Output exactly the lines that run from the top of the entries to the line holding "the black jacket", including both of those lines.
**********
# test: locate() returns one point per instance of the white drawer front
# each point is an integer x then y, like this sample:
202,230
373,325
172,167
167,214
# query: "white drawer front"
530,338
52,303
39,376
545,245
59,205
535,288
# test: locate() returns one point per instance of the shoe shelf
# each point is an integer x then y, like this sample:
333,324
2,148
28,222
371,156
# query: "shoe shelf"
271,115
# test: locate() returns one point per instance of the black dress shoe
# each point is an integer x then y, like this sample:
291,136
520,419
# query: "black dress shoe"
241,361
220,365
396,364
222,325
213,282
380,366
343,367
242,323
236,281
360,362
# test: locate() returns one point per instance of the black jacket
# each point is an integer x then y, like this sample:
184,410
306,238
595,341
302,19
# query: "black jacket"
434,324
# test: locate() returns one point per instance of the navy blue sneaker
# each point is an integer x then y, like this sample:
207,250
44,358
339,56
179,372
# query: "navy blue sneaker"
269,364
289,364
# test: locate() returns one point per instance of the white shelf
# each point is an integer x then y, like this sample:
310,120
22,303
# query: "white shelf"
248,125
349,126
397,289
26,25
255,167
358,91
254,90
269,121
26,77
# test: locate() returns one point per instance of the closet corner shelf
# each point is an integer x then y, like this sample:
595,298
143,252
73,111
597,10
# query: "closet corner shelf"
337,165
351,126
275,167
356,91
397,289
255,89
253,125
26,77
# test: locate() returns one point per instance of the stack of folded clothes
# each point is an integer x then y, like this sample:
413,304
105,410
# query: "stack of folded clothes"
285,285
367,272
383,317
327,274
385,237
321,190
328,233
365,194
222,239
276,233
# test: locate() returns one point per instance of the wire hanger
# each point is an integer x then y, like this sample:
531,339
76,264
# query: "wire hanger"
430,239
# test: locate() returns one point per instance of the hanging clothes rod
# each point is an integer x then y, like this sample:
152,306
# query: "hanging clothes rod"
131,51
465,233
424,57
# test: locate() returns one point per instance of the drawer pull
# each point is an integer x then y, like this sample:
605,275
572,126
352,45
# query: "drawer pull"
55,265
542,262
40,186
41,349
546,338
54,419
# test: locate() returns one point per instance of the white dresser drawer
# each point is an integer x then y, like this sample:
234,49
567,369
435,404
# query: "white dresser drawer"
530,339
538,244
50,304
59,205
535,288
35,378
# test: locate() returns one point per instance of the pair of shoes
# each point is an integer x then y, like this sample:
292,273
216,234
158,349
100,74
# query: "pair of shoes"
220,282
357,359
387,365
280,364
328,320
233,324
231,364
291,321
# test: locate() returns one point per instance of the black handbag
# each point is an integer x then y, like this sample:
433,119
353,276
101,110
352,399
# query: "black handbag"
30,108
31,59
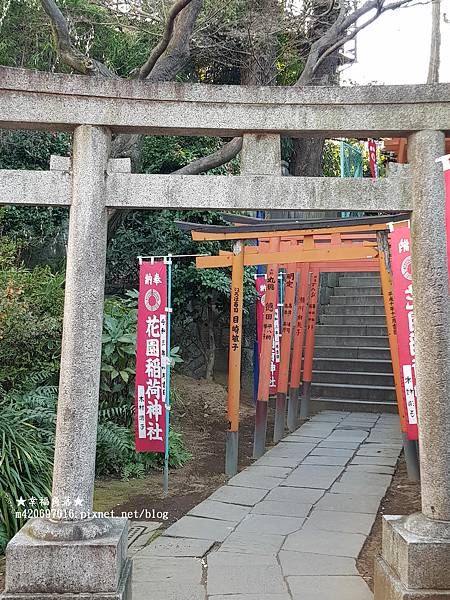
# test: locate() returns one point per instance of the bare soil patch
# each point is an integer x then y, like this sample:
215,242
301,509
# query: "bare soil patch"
200,414
402,498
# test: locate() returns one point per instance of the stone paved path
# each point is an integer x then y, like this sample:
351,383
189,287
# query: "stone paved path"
289,527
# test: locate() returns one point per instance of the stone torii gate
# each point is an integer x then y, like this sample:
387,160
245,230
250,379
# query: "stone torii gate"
71,555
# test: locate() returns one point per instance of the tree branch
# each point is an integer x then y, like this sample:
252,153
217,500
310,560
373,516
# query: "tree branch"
216,159
177,52
338,34
68,53
161,47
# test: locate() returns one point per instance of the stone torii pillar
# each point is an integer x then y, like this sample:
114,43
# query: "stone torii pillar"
73,553
415,559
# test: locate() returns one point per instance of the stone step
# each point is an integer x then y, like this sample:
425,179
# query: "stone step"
359,274
356,341
352,330
353,309
352,364
339,404
352,281
357,392
354,352
353,320
353,291
368,379
357,300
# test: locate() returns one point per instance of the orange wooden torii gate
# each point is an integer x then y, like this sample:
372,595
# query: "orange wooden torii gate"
308,248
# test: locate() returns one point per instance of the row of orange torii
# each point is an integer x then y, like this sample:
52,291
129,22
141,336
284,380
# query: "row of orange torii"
304,249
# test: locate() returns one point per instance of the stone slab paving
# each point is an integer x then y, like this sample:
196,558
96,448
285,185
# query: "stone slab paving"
289,527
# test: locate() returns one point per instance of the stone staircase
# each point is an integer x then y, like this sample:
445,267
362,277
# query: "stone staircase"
352,362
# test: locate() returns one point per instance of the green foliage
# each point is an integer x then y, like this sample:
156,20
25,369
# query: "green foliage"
118,360
31,306
27,426
26,452
165,154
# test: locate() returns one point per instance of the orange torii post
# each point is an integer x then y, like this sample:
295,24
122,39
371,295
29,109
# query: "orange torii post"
234,359
285,352
409,446
262,399
309,343
296,365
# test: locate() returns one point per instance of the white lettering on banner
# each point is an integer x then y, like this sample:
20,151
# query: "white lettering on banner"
141,411
410,394
164,356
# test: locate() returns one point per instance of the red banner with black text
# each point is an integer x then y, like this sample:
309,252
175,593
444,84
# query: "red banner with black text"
151,358
261,286
404,316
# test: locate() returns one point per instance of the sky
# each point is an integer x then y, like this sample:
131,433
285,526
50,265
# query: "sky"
395,49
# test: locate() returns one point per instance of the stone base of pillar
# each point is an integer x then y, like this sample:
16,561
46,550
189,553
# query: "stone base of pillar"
84,569
414,560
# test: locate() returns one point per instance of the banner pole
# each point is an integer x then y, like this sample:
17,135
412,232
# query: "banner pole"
168,261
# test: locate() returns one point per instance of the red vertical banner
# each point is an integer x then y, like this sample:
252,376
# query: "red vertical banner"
404,317
261,287
151,358
445,160
260,282
276,353
311,324
373,158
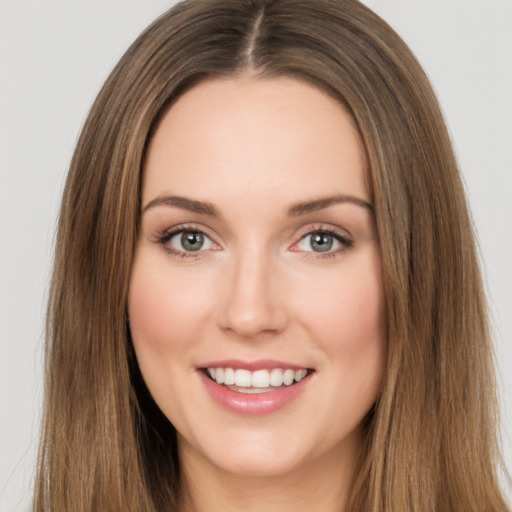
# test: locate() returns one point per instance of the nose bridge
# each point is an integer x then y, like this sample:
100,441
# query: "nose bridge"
252,304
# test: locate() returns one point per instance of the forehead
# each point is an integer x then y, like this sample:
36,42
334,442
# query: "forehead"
276,139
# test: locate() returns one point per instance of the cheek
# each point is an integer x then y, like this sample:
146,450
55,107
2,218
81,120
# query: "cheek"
163,305
348,307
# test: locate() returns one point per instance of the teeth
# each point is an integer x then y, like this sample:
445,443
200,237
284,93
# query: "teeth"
229,376
259,379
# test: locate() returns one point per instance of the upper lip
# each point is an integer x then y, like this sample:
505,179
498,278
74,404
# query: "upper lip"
259,364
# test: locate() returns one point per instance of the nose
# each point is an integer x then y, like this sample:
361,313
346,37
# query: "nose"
253,300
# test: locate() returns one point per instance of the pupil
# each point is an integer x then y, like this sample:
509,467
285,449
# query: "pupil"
321,242
192,241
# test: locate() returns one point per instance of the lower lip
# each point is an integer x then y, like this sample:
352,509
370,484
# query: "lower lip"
253,404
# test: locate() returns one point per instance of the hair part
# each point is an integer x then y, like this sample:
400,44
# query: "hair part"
431,441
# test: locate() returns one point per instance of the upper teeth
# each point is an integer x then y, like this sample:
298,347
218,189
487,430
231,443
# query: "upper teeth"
256,379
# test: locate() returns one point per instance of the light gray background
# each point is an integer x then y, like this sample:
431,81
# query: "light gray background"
55,55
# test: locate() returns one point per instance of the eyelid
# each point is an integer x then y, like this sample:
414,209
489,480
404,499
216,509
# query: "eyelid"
341,235
163,237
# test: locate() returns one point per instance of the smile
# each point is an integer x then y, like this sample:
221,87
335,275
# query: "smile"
259,381
256,388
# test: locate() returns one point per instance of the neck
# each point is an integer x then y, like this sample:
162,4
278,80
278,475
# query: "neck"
321,484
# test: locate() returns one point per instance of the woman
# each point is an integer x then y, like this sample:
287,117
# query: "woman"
264,196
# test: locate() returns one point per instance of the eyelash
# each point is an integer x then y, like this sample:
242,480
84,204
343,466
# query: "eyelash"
164,238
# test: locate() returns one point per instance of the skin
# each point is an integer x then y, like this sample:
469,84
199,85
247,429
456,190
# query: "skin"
253,148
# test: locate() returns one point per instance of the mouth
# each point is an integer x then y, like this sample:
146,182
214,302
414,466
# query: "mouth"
262,380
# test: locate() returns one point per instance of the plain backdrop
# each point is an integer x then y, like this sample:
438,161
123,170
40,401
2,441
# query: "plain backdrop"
55,54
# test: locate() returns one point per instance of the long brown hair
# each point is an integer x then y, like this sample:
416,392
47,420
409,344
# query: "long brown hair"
431,436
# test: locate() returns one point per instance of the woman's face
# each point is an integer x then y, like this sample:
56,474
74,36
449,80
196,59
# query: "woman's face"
258,263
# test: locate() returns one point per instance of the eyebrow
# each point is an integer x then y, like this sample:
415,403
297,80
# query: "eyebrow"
184,203
304,208
296,210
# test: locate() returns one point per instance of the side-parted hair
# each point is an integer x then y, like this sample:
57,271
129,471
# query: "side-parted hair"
431,437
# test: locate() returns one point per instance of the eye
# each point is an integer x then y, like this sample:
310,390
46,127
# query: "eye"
322,242
187,241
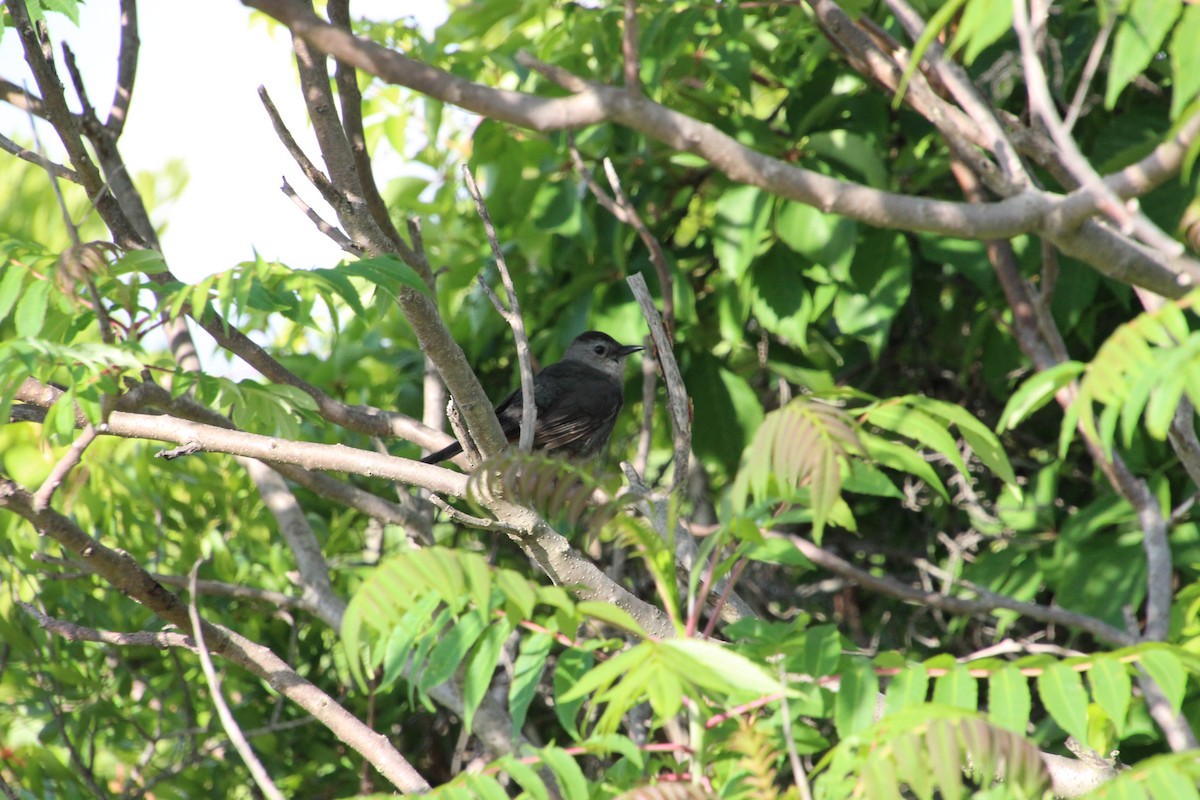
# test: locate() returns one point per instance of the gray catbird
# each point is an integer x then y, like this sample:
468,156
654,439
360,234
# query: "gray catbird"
577,401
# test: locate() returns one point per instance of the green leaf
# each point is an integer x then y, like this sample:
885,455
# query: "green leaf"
855,709
743,214
1167,781
982,24
1062,692
526,776
147,262
957,689
909,687
1139,37
31,308
918,426
778,551
388,272
822,238
526,675
822,650
719,668
1008,699
1113,689
851,150
483,666
570,666
1185,60
901,457
1165,669
934,28
11,283
1036,392
612,614
983,441
570,777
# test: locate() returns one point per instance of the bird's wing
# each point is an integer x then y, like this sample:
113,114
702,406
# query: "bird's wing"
576,417
574,409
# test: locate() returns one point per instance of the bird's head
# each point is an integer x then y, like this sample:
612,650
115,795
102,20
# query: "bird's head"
600,352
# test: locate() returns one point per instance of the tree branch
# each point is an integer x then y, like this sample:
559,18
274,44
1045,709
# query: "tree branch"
595,103
127,577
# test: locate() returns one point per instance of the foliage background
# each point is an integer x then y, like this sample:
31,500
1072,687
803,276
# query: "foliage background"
773,300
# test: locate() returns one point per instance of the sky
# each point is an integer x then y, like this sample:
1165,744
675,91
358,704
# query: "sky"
196,101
**********
* _Answer to this exercise_
# test: locate() returns one point per instance of the white drawer front
# each point is an integer x then y, like this sample:
202,230
373,325
172,167
167,214
# query: "white drawer front"
530,338
52,303
39,376
545,245
59,205
535,288
# test: locate() returns one point per instance of the shoe shelf
# each point is an integer x then y, like this sample:
333,324
2,148
28,222
371,156
# query: "shoe shelf"
271,115
# test: locate() returns one point per instance of the black dress shoe
# each point is an integer x then y, like this sample:
291,136
520,419
# query: "black dress shoe"
241,361
220,365
396,364
222,325
213,282
380,366
343,367
242,323
236,281
360,362
# test: locate() returns one point per instance of the black jacket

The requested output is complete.